One month ago we observed that after tumbling for much of 2020 and even turning negative early Q2, China's credit impulse had finally troughed with significant consequences for global reflation. But with China's economy rapidly slowing and Beijing considering what is the best way to stimulate the economy without leading to another overheating, the latest Chinese credit data released overnight which missed every consensus expectation, confirmed that Beijing's latest attempt to reflate the local (and global) economy will not be a walk in the park.
Here are the key numbers reported by the PBOC this morning:
- New CNY loans: RMB 1080bn in July (RMB loans to the real economy: RMB 839.1bn) missing consensus of RMB 1200bn. Outstanding CNY loan growth was 12.3% yoy in July, unchanged from June's 12.3% yoy.
- Total social financing: RMB 1060bn in July, badly missing consensus of RMB 1700bn. This was the lowest TSF print since February 2020 when the Chinese economy was effectively shut down.

SOURCE DATA:
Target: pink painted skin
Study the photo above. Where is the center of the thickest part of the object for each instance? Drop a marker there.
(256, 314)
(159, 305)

INSTRUCTIONS:
• 1. According to the China credit article, what was the consensus forecast for total social financing in July?
• 2. Carry on writing the China credit article from its last sentence.
None of the data is needed here.

WRITTEN RESPONSES:
• 1. RMB 1700bn.

• 2.
- TSF stock growth (after adding all government bonds) was 11.0% yoy in July, lower than 11.3% in June. The implied month-on-month growth of TSF stock moderated to 9.3% (seasonally adjusted annual rate) from 9.9% in June.
- M2: 8.3% yoy in July (-0.9% SA ann mom) also missing the Bloomberg consensus of 8.7% yoy. June: 8.6% yoy (10.2% SA ann mom estimated by GS).
After strong prints in June, new RMB loans, total social financing (TSF) and M2 all surprised to the downside in July, as both corporate and household loans slowed, while government bond net issuance was also smaller in July vs June due to the large amount of maturing bonds in the month. Meanwhile, shadow banking credit continues to contract. Tight regulations likely continued to slow credit extensions to property, consumers and LGFV sectors, and credit demand in the rest of the economy has likely been weak, as interest rates declined along with the slowdown in credit growth in July.
Some more detailed observations:
July TSF flow and new CNY loans both came in below expectations, after both indicators surprised to the upside in June. Sequential growth of TSF stock moderated to 9.3% mom annualized sa in July from 11.1% in June, and overall RMB loans growth also decelerated to 8.8% month-over-month annualized, from 11.5% in June. M2 growth was also lower than market expectations and slowed from June.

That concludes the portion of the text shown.